DOCUMENT SEGMENT -
- - -

We’ve take this approach from what you see along the coastline of Australia and a couple in NZ, where coastal saltwater pools were very popular in the early 1900’s and still exist today."
The delegation also paid a visit to Aitutaki where they went to check out the Swimming in Schools programme in Ootu with children from Vaitau School who range in age from 6-11 years.
"Aitutaki is our first outreach to the outer islands as one of the main objectives of CIAF is to have every school in the Cook Islands teaching our children how to swim and water safety awareness. We have two dedicated coaches there who have been instrumental in getting this off the ground and we aim to have our trainer from NZ to train and certify more teachers and coaches in April 2023.
We don’t have funding for the outer island programme, so we do this when we have some leftover money." Katoa said
As part of the Aitutaki trip the group also looked at various locations within the lagoon to host international Open Water swimming events for athletes of various levels - Elite, Developing, Masters.
At the moment most of the FINA World Cup Open Water events are held in the Northern Hemisphere - Europe, the US and Asia. There are none held in Oceania so far but there are plans to change this as there is a huge demand for Oceania countries to host.
Katoa says that Oceania has the most pristine waters in the world so it makes sense that Pacific Island nations should host a FINA Oceania Swim Series.
"It would comprise of countries in the South Pacific (Australia, NZ, Fiji, Vanuatu, Solomons, Tonga, Samoa, American Samoa and the Cooks) and a similar series in the North Pacific, Palau, Guam, Marshall Islands, FSM and Northern Mariannas for example." he added.

- - -

EXTRACTED INFORMATION -
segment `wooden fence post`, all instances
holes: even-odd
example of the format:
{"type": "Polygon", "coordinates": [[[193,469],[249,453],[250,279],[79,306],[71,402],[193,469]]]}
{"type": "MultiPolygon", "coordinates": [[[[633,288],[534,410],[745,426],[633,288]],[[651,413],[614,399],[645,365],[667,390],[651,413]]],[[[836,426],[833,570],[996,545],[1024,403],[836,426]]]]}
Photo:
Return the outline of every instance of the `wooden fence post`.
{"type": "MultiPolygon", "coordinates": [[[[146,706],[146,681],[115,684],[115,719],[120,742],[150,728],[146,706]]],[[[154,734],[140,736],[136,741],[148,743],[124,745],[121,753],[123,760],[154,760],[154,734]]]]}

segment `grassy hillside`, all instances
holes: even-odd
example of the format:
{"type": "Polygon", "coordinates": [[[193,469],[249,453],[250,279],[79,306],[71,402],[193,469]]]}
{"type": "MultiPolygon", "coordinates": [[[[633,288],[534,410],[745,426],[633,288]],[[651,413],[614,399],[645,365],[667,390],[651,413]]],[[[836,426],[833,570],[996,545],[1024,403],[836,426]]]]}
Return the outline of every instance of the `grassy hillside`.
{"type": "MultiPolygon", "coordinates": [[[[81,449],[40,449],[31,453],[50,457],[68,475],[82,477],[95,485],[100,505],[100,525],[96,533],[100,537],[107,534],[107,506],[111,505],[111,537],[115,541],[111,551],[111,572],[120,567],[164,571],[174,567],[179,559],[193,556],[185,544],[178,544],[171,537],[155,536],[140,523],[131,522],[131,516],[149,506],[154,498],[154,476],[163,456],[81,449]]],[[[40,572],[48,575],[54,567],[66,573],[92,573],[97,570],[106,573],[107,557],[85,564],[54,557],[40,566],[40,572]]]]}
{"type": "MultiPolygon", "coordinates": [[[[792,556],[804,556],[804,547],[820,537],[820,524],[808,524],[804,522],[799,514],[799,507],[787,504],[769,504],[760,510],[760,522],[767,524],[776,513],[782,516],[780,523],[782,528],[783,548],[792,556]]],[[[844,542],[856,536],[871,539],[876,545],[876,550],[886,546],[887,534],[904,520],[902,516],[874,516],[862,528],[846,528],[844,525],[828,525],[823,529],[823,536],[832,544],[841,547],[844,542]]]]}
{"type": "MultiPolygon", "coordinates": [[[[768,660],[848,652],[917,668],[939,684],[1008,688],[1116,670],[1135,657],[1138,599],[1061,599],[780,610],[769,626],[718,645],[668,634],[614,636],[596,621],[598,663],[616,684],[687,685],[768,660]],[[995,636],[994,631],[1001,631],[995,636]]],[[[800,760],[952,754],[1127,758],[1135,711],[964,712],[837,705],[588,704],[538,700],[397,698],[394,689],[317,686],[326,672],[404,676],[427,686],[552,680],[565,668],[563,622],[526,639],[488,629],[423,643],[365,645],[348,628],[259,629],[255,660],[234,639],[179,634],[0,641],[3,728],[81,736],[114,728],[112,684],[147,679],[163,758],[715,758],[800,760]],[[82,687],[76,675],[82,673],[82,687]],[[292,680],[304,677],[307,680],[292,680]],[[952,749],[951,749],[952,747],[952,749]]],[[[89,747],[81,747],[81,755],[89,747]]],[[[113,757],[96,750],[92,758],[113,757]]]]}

- - -

TASK PROMPT - Reproduce the part of the Cook Islands swimming article that begins with the words containing "We don’t have" and ends with "Oceania Swim Series.".

ANSWER TO THIS EXERCISE -
We don’t have funding for the outer island programme, so we do this when we have some leftover money." Katoa said
As part of the Aitutaki trip the group also looked at various locations within the lagoon to host international Open Water swimming events for athletes of various levels - Elite, Developing, Masters.
At the moment most of the FINA World Cup Open Water events are held in the Northern Hemisphere - Europe, the US and Asia. There are none held in Oceania so far but there are plans to change this as there is a huge demand for Oceania countries to host.
Katoa says that Oceania has the most pristine waters in the world so it makes sense that Pacific Island nations should host a FINA Oceania Swim Series.